Top of Passage shown

The following was written by Holy Cross Br. David Andrews, a senior representative at the Washington-based Food & Water Watch, a consumer lobbying organization.
The word “sustainable” is being used in so many ways today that it is hard to know what it means. It came into increasing use after the 1987 report “Our Common Future” published by the United Nations World Commission on Environment and Development -- also known as the Brundtland Report, named after the Chair of that Commission.
Its fundamental insight is now well known: “Sustainable development is development that meets the needs of the present without compromising the ability of future generations to meet their own needs.”
It has frequently been asserted that sustainable development rests on a three legged stool: social justice, environmental protection and economic well being. In other words it sees three elements: the planet, profit and people as interrelated in any holistic view of sustainable development.
Advocates of sustainable agriculture typically utilize these elements in their vision of sustainability.

Bottom of Passage shown

- _What the exercise asks_: Carry the piece on the meaning of "sustainable" forward from its final sentence. The listing that comes next has nothing to do with the piece on sustainability.

Top of Record extracts

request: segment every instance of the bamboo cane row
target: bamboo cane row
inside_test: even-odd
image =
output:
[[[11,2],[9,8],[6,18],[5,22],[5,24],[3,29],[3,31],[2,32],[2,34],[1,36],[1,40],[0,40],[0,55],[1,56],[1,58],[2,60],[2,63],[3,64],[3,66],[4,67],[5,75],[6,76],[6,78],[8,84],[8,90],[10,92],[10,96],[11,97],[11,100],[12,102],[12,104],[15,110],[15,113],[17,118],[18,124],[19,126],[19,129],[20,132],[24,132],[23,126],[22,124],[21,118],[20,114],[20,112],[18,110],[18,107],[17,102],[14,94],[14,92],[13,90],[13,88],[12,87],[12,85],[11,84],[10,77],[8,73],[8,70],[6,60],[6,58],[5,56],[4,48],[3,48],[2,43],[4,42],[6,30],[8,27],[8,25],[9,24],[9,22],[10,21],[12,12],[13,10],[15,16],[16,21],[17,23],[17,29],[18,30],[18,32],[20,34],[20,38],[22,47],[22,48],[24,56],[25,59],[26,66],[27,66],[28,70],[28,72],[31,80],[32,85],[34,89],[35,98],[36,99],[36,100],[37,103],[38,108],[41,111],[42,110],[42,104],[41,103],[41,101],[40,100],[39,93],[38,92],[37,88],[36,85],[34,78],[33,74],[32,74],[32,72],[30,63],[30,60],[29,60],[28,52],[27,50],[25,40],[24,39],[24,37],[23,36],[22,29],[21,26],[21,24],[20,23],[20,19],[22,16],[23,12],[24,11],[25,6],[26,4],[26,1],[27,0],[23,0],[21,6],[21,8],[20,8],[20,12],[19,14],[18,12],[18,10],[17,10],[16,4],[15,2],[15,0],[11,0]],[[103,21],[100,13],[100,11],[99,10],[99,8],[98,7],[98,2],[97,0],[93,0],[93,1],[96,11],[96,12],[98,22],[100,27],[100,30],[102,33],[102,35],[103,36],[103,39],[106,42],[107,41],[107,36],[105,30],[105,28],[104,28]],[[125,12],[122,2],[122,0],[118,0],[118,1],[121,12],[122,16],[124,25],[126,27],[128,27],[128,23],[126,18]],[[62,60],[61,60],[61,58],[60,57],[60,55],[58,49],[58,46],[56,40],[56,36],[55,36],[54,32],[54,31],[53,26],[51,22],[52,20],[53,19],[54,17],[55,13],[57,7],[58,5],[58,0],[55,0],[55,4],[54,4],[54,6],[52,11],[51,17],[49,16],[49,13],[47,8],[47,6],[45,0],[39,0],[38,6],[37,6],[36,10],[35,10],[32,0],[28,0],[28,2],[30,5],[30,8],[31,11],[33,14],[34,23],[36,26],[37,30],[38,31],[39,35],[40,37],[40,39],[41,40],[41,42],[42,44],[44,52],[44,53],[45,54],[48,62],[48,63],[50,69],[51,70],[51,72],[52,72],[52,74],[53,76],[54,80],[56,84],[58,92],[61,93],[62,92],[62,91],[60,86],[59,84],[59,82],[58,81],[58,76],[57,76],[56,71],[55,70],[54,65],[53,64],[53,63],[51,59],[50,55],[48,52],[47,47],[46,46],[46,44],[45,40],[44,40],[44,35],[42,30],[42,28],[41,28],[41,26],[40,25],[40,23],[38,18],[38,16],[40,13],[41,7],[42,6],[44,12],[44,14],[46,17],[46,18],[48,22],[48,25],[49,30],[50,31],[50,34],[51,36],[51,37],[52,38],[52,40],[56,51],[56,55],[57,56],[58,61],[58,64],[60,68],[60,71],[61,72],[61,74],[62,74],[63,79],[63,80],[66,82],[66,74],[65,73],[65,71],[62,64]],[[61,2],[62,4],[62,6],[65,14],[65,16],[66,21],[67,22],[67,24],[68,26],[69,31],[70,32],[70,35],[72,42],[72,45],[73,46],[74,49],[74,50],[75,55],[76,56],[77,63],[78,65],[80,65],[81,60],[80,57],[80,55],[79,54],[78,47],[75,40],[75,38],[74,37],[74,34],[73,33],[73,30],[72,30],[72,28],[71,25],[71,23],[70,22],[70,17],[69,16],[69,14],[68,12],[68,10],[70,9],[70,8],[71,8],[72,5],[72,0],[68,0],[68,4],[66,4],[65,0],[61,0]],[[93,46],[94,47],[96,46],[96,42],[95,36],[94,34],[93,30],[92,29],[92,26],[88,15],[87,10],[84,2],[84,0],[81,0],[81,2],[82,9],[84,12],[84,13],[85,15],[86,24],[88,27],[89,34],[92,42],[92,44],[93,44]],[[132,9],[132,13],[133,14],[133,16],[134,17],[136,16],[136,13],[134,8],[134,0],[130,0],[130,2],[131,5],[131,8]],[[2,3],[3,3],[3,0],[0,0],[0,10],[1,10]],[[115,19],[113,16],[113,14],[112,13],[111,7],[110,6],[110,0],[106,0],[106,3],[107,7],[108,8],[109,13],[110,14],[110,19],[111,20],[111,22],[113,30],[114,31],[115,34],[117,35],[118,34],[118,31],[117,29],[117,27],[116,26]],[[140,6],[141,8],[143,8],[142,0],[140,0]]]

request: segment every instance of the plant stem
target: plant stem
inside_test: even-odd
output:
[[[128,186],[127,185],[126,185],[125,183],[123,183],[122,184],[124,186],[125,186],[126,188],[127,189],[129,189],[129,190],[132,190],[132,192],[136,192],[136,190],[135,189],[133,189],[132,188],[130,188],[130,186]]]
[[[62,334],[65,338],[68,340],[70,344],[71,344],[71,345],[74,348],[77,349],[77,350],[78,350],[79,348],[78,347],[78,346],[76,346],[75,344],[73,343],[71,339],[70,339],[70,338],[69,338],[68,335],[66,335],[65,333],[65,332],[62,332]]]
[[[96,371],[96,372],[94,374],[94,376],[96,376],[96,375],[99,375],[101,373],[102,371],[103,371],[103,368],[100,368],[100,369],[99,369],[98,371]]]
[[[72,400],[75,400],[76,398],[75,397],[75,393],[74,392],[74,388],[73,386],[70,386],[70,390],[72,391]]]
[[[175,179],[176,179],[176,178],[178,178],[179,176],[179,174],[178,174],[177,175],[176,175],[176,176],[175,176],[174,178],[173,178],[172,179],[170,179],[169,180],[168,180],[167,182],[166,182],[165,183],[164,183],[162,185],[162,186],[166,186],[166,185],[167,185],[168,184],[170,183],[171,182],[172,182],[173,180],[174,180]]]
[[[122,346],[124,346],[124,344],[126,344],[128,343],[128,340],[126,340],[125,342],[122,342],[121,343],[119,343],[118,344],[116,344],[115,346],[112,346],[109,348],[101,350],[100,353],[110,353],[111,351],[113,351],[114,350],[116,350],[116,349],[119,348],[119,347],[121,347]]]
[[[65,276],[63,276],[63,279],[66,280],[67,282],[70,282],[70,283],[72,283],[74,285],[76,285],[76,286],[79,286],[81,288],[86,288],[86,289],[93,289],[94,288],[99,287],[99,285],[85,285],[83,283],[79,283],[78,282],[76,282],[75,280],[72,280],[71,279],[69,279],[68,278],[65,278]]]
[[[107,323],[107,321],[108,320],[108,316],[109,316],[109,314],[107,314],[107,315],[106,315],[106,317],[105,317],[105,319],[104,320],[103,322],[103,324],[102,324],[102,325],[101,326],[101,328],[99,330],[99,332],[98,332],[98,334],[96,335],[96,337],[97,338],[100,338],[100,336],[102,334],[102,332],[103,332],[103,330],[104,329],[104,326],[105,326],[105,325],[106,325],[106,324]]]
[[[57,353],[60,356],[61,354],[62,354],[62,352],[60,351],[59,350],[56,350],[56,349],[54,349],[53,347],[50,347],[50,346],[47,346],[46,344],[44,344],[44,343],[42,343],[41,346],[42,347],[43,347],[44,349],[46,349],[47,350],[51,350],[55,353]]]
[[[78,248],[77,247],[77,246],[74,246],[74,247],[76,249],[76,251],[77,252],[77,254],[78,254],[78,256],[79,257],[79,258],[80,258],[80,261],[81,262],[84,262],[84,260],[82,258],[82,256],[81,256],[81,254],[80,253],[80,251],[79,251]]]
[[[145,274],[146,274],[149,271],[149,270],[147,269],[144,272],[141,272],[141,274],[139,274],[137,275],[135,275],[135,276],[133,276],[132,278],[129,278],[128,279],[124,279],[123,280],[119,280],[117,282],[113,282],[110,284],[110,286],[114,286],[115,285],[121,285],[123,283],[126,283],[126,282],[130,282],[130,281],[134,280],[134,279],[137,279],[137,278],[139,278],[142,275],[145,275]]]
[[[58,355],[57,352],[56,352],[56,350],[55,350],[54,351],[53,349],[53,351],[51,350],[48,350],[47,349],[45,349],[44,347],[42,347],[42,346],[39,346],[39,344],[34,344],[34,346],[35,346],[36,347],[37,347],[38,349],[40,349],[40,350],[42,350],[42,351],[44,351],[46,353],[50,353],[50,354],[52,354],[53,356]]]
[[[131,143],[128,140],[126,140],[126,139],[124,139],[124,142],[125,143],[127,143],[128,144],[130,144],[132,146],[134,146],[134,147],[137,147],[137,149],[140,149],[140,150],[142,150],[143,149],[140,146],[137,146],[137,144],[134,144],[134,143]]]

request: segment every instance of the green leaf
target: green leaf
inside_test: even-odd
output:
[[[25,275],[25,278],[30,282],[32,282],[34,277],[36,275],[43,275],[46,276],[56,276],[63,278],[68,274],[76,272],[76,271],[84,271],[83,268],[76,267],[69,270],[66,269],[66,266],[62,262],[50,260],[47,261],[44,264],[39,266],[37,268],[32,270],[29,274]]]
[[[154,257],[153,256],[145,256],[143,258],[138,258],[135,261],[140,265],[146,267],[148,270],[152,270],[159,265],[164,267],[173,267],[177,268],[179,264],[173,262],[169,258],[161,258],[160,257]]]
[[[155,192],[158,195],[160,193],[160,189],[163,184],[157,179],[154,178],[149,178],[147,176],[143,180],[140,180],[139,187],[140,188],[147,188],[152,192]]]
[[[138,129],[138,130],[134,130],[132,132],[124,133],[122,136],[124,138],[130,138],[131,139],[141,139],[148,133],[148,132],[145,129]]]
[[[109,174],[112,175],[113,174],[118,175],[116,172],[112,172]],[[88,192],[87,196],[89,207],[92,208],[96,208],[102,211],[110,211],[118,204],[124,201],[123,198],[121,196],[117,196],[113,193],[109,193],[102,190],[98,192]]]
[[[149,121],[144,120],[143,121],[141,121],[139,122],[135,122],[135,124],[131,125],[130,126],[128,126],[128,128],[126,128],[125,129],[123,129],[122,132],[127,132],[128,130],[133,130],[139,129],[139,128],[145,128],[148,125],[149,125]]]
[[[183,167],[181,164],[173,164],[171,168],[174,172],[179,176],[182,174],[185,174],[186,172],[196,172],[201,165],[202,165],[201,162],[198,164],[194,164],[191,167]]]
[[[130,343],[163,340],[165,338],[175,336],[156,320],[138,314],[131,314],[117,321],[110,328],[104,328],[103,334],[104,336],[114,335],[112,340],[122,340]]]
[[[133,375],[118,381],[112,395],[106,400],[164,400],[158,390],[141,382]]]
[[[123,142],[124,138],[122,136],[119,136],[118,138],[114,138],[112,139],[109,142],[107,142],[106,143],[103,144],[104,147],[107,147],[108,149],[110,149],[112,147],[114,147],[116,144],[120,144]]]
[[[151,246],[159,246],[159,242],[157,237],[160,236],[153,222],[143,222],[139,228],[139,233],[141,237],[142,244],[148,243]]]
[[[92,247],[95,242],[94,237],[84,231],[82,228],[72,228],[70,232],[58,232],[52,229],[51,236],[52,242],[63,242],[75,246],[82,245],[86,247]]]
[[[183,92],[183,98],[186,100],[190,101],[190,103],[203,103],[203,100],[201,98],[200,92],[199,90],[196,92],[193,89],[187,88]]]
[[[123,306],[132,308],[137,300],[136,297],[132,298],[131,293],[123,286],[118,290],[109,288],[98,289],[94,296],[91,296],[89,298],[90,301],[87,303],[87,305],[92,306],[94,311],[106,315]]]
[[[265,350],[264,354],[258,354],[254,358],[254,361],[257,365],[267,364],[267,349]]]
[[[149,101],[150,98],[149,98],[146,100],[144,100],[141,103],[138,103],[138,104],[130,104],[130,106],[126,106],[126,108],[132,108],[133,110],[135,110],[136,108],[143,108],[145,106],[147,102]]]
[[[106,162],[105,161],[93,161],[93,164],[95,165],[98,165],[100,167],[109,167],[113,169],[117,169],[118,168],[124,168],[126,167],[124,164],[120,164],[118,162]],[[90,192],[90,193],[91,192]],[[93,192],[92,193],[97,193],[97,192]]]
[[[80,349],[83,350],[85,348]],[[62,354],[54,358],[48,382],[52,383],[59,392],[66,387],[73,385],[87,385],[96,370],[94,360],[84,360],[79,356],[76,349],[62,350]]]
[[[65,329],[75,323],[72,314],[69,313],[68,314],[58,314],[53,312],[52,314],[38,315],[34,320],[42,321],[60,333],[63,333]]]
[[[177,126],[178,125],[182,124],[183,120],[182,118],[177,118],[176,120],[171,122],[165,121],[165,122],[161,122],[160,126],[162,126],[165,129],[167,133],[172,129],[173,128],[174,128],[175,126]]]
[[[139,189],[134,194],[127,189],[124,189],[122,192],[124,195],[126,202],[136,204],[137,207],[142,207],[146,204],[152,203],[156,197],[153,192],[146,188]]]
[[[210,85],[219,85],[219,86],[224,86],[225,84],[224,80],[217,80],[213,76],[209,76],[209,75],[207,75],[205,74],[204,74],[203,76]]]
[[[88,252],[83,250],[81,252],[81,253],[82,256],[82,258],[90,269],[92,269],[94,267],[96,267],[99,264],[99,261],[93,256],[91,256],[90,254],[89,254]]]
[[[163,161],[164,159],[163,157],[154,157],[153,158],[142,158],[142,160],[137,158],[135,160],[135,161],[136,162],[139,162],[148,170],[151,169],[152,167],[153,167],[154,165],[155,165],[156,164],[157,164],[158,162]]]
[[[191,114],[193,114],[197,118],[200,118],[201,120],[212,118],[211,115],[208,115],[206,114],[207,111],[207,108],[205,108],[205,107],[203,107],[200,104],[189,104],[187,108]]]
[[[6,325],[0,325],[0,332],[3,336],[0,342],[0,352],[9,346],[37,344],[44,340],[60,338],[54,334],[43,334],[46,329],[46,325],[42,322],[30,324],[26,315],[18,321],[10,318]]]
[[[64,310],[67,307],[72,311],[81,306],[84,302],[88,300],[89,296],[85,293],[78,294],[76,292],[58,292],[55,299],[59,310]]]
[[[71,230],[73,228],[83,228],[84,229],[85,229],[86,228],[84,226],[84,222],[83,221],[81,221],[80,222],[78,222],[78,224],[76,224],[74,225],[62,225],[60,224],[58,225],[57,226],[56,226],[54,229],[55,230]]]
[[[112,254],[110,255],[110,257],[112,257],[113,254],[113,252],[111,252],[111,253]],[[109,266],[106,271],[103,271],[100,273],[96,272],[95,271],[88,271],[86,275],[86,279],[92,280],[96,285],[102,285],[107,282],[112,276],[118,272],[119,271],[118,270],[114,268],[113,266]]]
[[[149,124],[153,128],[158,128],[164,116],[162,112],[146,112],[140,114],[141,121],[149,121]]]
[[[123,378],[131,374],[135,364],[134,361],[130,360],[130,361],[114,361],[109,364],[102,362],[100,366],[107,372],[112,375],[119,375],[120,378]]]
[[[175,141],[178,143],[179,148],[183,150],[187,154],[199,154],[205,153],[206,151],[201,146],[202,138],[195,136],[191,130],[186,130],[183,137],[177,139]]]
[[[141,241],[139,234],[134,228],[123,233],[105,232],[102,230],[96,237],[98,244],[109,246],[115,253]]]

Bottom of Record extracts

- _Response for this exercise_:
In more recent days advocates of sustainability have utilized organic agriculture and local agriculture as close synonyms to sustainable agriculture. At one time it was thought that these definitions would suffice to protect sustainable agriculture as distinct and different from more conventional agriculture with its highly industrialized modes of production.
But the popularity and positive public image of sustainable agriculture has been seen as a welcome brand for food and fiber production. Such is this the case that new branding efforts by industrialized production, processing and distribution systems have now been claiming their own sustainability brands. The evening news programs on public radio frequently carry Monsanto’s claim to represent sustainable agriculture.
The Leonardo Academy and the Keystone Center are two efforts to create national brands for sustainability. Their efforts show how defining the criteria for sustainable agriculture is increasingly demonstrating the conflictive claims of the use of the term “sustainable”.
The Keystone Alliance for Sustainable Agriculture proposed to use all available technologies to feed the world more “sustainably”, while at the same time being eco-efficient. As part of Keystone‘s framing activities, it pointed to its peer-reviewed, science-based outcomes approach that documented increased efficiency in the production of soybeans, corn, and cotton.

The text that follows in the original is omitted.